▶ [目的]: 以下の読書記録を、一字も変えずに全文書き写してください。

▶ [読解本文]:
####################

【ぼちぼちクライミング&読書】

-クライミング&読書覚書rapunzel別館-

「ぼくはイエローでホワイトで、ちょっとブルー」ブレイディみかこ

2019年06月28日 18時52分53秒 | 読書(海外事情)
「ぼくはイエローでホワイトで、ちょっとブルー」ブレイディみかこ

ブレイディみかこ最新刊。
ソッコー書店に行ったが在庫なし(入荷していない)。
取り寄せて読んだ。

著者は英国在住で、大型ダンプ運転手のアイルランド人配偶者との間に息子が1人いる。彼は上品なカトリックの小学校に進学したが、中学は地元のワイルドな学校に行くことになった。
そのあたりの事情と学校生活が描かれる。

私が勤めていた託児所は失業率と貧困率が非常に高い地域の事前施設の中にあり、DV、依存症などの問題を抱えた子どもが多く通っていた。彼らは表情に乏しかったり、うまく感情を伝えられないことが多かった。他人に自分の感情を伝えられない子どもは、他人の感情を読みとることも出来ない。他者がつらそうな顔をしていたり、嫌がって泣き始めても、それが彼らに痛みを与えている自分に対する「ストップ」のサインなのだとわからない。

P241
英国では、お上に認められていない理由で子どもが学校を欠席したりすると、親が地方自治体に罰金を払わなければならないのだ。これは、両親に科される罰金で、父母それぞれに60ポンドずつ請求される。21日以内にこれを払わないとひとりあたり120ポンドに上がり、それより長く支払いを放置すると、最高2500ポンドまで罰金がはね上がって、最長で3か月の禁固刑に処せられることもある。

P250
デジタル・ネイティブと呼ばれるこの世代は、英国ではコスモポリタン世代とも呼ばれる。

####################

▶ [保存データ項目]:

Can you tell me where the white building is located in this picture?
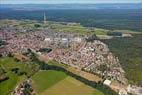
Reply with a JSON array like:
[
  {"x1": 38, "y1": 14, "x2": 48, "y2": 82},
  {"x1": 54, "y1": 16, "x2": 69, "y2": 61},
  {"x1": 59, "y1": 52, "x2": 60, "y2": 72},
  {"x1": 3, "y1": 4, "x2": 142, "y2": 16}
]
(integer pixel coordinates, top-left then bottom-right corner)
[{"x1": 103, "y1": 79, "x2": 111, "y2": 86}]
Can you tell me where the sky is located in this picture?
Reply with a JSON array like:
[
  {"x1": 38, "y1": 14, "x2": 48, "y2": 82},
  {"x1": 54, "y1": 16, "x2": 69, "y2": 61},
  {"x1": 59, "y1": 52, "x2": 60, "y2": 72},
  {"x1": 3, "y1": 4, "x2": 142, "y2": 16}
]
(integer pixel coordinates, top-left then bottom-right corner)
[{"x1": 0, "y1": 0, "x2": 142, "y2": 4}]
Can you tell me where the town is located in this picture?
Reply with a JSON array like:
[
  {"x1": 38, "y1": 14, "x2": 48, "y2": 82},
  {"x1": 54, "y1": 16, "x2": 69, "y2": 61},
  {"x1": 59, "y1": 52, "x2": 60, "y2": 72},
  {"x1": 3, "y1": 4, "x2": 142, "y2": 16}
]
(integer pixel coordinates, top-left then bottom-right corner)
[{"x1": 0, "y1": 21, "x2": 140, "y2": 95}]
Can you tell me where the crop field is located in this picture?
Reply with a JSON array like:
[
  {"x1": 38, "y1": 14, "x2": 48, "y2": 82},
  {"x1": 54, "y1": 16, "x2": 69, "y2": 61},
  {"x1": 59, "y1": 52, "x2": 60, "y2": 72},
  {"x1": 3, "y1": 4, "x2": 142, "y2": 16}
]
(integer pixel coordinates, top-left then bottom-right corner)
[
  {"x1": 32, "y1": 70, "x2": 104, "y2": 95},
  {"x1": 0, "y1": 58, "x2": 25, "y2": 95}
]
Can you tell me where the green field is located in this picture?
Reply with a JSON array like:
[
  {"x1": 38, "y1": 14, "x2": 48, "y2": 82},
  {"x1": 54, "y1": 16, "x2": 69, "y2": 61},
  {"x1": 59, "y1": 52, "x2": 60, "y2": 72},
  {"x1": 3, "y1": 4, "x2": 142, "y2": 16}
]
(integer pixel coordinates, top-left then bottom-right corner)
[
  {"x1": 32, "y1": 71, "x2": 67, "y2": 93},
  {"x1": 0, "y1": 57, "x2": 38, "y2": 95},
  {"x1": 0, "y1": 72, "x2": 25, "y2": 95},
  {"x1": 32, "y1": 70, "x2": 104, "y2": 95}
]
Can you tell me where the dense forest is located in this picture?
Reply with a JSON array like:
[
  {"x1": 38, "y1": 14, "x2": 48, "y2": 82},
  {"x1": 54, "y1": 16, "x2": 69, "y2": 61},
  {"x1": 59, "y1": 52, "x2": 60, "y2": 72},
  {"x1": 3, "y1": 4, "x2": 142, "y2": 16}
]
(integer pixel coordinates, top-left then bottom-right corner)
[
  {"x1": 0, "y1": 8, "x2": 142, "y2": 32},
  {"x1": 103, "y1": 35, "x2": 142, "y2": 85}
]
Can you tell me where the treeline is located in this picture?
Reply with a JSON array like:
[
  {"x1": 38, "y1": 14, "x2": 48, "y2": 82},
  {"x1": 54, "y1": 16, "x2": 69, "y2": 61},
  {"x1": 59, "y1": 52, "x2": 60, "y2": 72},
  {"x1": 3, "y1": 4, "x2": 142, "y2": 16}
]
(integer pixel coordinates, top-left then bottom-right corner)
[
  {"x1": 28, "y1": 52, "x2": 118, "y2": 95},
  {"x1": 0, "y1": 9, "x2": 142, "y2": 31},
  {"x1": 102, "y1": 34, "x2": 142, "y2": 86}
]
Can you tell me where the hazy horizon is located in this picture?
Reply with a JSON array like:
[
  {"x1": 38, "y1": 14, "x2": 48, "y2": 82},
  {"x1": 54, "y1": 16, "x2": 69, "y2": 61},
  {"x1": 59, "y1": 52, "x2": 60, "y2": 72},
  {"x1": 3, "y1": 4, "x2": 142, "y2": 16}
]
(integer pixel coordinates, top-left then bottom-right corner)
[{"x1": 0, "y1": 0, "x2": 142, "y2": 4}]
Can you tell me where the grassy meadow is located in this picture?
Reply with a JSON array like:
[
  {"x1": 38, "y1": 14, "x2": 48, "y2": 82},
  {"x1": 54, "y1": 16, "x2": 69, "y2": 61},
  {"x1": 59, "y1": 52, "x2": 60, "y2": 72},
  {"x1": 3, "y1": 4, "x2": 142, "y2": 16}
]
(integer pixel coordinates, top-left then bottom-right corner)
[{"x1": 32, "y1": 70, "x2": 104, "y2": 95}]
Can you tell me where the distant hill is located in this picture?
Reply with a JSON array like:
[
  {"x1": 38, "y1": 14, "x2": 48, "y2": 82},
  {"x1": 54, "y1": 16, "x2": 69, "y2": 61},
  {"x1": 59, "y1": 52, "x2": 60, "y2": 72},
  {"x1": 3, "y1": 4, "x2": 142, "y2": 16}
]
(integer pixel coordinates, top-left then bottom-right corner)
[{"x1": 0, "y1": 3, "x2": 142, "y2": 10}]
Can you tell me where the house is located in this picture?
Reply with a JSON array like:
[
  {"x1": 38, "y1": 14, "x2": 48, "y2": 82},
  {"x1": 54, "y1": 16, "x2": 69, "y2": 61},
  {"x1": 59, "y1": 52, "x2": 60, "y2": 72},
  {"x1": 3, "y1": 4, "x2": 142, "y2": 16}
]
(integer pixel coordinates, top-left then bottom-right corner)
[{"x1": 103, "y1": 79, "x2": 111, "y2": 86}]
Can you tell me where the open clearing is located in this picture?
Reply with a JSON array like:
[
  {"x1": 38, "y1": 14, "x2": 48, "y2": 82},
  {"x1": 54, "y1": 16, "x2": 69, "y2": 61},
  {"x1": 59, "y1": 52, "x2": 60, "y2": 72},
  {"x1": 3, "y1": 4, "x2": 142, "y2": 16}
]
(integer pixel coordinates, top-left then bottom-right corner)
[
  {"x1": 32, "y1": 70, "x2": 67, "y2": 93},
  {"x1": 33, "y1": 70, "x2": 104, "y2": 95}
]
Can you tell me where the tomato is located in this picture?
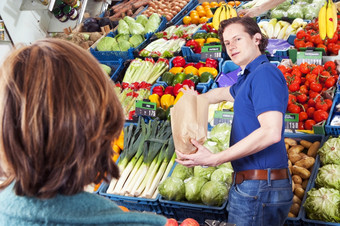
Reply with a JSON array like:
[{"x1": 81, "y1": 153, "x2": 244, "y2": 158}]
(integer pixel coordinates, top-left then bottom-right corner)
[
  {"x1": 288, "y1": 94, "x2": 296, "y2": 105},
  {"x1": 299, "y1": 62, "x2": 310, "y2": 74},
  {"x1": 299, "y1": 111, "x2": 308, "y2": 122},
  {"x1": 323, "y1": 61, "x2": 336, "y2": 71},
  {"x1": 313, "y1": 110, "x2": 328, "y2": 122},
  {"x1": 299, "y1": 85, "x2": 308, "y2": 94},
  {"x1": 288, "y1": 83, "x2": 300, "y2": 92},
  {"x1": 180, "y1": 218, "x2": 200, "y2": 226},
  {"x1": 306, "y1": 107, "x2": 315, "y2": 118},
  {"x1": 287, "y1": 104, "x2": 301, "y2": 114},
  {"x1": 305, "y1": 119, "x2": 316, "y2": 130},
  {"x1": 296, "y1": 93, "x2": 307, "y2": 104},
  {"x1": 277, "y1": 64, "x2": 288, "y2": 74},
  {"x1": 296, "y1": 30, "x2": 306, "y2": 39},
  {"x1": 310, "y1": 82, "x2": 322, "y2": 93},
  {"x1": 315, "y1": 100, "x2": 328, "y2": 111},
  {"x1": 298, "y1": 122, "x2": 305, "y2": 130},
  {"x1": 325, "y1": 76, "x2": 336, "y2": 88}
]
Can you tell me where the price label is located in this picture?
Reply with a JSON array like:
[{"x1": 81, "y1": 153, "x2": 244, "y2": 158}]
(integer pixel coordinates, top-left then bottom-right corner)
[
  {"x1": 285, "y1": 113, "x2": 299, "y2": 131},
  {"x1": 214, "y1": 111, "x2": 234, "y2": 125},
  {"x1": 136, "y1": 100, "x2": 156, "y2": 117},
  {"x1": 201, "y1": 44, "x2": 222, "y2": 59}
]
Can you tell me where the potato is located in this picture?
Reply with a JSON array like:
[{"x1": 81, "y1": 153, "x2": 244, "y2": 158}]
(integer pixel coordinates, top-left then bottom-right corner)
[
  {"x1": 292, "y1": 165, "x2": 310, "y2": 179},
  {"x1": 300, "y1": 140, "x2": 312, "y2": 148},
  {"x1": 293, "y1": 195, "x2": 302, "y2": 205},
  {"x1": 294, "y1": 188, "x2": 305, "y2": 199},
  {"x1": 288, "y1": 153, "x2": 302, "y2": 164},
  {"x1": 301, "y1": 179, "x2": 308, "y2": 190},
  {"x1": 295, "y1": 157, "x2": 315, "y2": 169},
  {"x1": 292, "y1": 175, "x2": 302, "y2": 184},
  {"x1": 288, "y1": 144, "x2": 305, "y2": 155},
  {"x1": 288, "y1": 212, "x2": 296, "y2": 218},
  {"x1": 289, "y1": 203, "x2": 300, "y2": 216},
  {"x1": 307, "y1": 141, "x2": 320, "y2": 158},
  {"x1": 284, "y1": 137, "x2": 297, "y2": 146}
]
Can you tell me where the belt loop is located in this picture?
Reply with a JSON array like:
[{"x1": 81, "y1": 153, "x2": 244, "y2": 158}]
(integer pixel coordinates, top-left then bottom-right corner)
[{"x1": 267, "y1": 168, "x2": 272, "y2": 187}]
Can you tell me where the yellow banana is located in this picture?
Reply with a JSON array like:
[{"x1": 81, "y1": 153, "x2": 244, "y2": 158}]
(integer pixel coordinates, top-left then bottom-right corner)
[
  {"x1": 326, "y1": 0, "x2": 336, "y2": 39},
  {"x1": 318, "y1": 2, "x2": 327, "y2": 40},
  {"x1": 212, "y1": 6, "x2": 222, "y2": 30}
]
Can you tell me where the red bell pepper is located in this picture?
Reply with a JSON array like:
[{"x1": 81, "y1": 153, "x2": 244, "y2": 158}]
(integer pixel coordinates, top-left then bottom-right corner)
[
  {"x1": 164, "y1": 86, "x2": 174, "y2": 96},
  {"x1": 182, "y1": 79, "x2": 195, "y2": 88},
  {"x1": 172, "y1": 56, "x2": 186, "y2": 67},
  {"x1": 195, "y1": 62, "x2": 204, "y2": 69},
  {"x1": 205, "y1": 58, "x2": 218, "y2": 69},
  {"x1": 173, "y1": 83, "x2": 183, "y2": 96},
  {"x1": 152, "y1": 86, "x2": 164, "y2": 97}
]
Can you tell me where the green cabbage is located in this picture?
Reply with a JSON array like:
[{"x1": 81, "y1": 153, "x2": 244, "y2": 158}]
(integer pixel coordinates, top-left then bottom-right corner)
[
  {"x1": 194, "y1": 166, "x2": 216, "y2": 180},
  {"x1": 201, "y1": 181, "x2": 229, "y2": 206},
  {"x1": 118, "y1": 20, "x2": 130, "y2": 35},
  {"x1": 184, "y1": 177, "x2": 207, "y2": 202},
  {"x1": 315, "y1": 164, "x2": 340, "y2": 190},
  {"x1": 158, "y1": 177, "x2": 185, "y2": 201},
  {"x1": 129, "y1": 35, "x2": 144, "y2": 48},
  {"x1": 211, "y1": 167, "x2": 234, "y2": 184},
  {"x1": 136, "y1": 15, "x2": 148, "y2": 27},
  {"x1": 118, "y1": 40, "x2": 131, "y2": 51},
  {"x1": 303, "y1": 187, "x2": 340, "y2": 223},
  {"x1": 171, "y1": 164, "x2": 194, "y2": 180},
  {"x1": 318, "y1": 138, "x2": 340, "y2": 165},
  {"x1": 129, "y1": 23, "x2": 145, "y2": 35},
  {"x1": 97, "y1": 37, "x2": 117, "y2": 51}
]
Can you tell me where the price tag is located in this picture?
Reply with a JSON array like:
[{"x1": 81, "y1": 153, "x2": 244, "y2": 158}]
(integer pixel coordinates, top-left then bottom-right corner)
[
  {"x1": 214, "y1": 111, "x2": 234, "y2": 125},
  {"x1": 136, "y1": 100, "x2": 157, "y2": 117},
  {"x1": 201, "y1": 44, "x2": 222, "y2": 59},
  {"x1": 285, "y1": 113, "x2": 299, "y2": 131}
]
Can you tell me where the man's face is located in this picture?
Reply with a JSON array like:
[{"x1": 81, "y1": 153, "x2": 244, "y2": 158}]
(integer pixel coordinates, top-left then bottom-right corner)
[{"x1": 223, "y1": 23, "x2": 261, "y2": 69}]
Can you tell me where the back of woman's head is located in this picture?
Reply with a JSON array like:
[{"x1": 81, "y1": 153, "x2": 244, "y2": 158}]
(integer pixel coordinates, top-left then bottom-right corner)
[{"x1": 0, "y1": 39, "x2": 124, "y2": 198}]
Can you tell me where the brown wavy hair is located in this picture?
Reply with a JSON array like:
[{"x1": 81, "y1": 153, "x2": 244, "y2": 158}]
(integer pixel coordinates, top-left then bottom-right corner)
[
  {"x1": 218, "y1": 17, "x2": 268, "y2": 54},
  {"x1": 0, "y1": 39, "x2": 124, "y2": 198}
]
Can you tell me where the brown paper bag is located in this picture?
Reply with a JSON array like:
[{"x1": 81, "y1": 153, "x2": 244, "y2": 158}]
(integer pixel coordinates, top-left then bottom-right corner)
[{"x1": 170, "y1": 94, "x2": 209, "y2": 154}]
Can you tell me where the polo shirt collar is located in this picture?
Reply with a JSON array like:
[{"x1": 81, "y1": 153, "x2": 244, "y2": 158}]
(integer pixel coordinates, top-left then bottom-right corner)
[{"x1": 240, "y1": 54, "x2": 268, "y2": 75}]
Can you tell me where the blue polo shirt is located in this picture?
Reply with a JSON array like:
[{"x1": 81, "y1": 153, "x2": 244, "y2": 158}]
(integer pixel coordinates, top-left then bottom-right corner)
[{"x1": 230, "y1": 55, "x2": 288, "y2": 172}]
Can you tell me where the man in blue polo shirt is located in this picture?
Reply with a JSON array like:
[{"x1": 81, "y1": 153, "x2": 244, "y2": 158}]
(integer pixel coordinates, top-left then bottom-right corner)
[{"x1": 176, "y1": 17, "x2": 293, "y2": 226}]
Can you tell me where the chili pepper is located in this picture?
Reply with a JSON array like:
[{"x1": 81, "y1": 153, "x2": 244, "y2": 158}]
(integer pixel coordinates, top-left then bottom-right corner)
[
  {"x1": 195, "y1": 62, "x2": 204, "y2": 69},
  {"x1": 174, "y1": 83, "x2": 183, "y2": 96},
  {"x1": 184, "y1": 63, "x2": 195, "y2": 68},
  {"x1": 149, "y1": 93, "x2": 160, "y2": 107},
  {"x1": 198, "y1": 67, "x2": 218, "y2": 78},
  {"x1": 169, "y1": 67, "x2": 184, "y2": 75},
  {"x1": 174, "y1": 92, "x2": 183, "y2": 105},
  {"x1": 205, "y1": 58, "x2": 218, "y2": 68},
  {"x1": 184, "y1": 66, "x2": 198, "y2": 75},
  {"x1": 172, "y1": 56, "x2": 186, "y2": 67},
  {"x1": 161, "y1": 94, "x2": 175, "y2": 110},
  {"x1": 152, "y1": 86, "x2": 164, "y2": 97},
  {"x1": 164, "y1": 86, "x2": 174, "y2": 95},
  {"x1": 182, "y1": 79, "x2": 195, "y2": 88}
]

####################

▶ [出力結果]:
【ぼちぼちクライミング&読書】

-クライミング&読書覚書rapunzel別館-

「ぼくはイエローでホワイトで、ちょっとブルー」ブレイディみかこ

2019年06月28日 18時52分53秒 | 読書(海外事情)
「ぼくはイエローでホワイトで、ちょっとブルー」ブレイディみかこ

ブレイディみかこ最新刊。
ソッコー書店に行ったが在庫なし(入荷していない)。
取り寄せて読んだ。

著者は英国在住で、大型ダンプ運転手のアイルランド人配偶者との間に息子が1人いる。彼は上品なカトリックの小学校に進学したが、中学は地元のワイルドな学校に行くことになった。
そのあたりの事情と学校生活が描かれる。

私が勤めていた託児所は失業率と貧困率が非常に高い地域の事前施設の中にあり、DV、依存症などの問題を抱えた子どもが多く通っていた。彼らは表情に乏しかったり、うまく感情を伝えられないことが多かった。他人に自分の感情を伝えられない子どもは、他人の感情を読みとることも出来ない。他者がつらそうな顔をしていたり、嫌がって泣き始めても、それが彼らに痛みを与えている自分に対する「ストップ」のサインなのだとわからない。

P241
英国では、お上に認められていない理由で子どもが学校を欠席したりすると、親が地方自治体に罰金を払わなければならないのだ。これは、両親に科される罰金で、父母それぞれに60ポンドずつ請求される。21日以内にこれを払わないとひとりあたり120ポンドに上がり、それより長く支払いを放置すると、最高2500ポンドまで罰金がはね上がって、最長で3か月の禁固刑に処せられることもある。

P250
デジタル・ネイティブと呼ばれるこの世代は、英国ではコスモポリタン世代とも呼ばれる。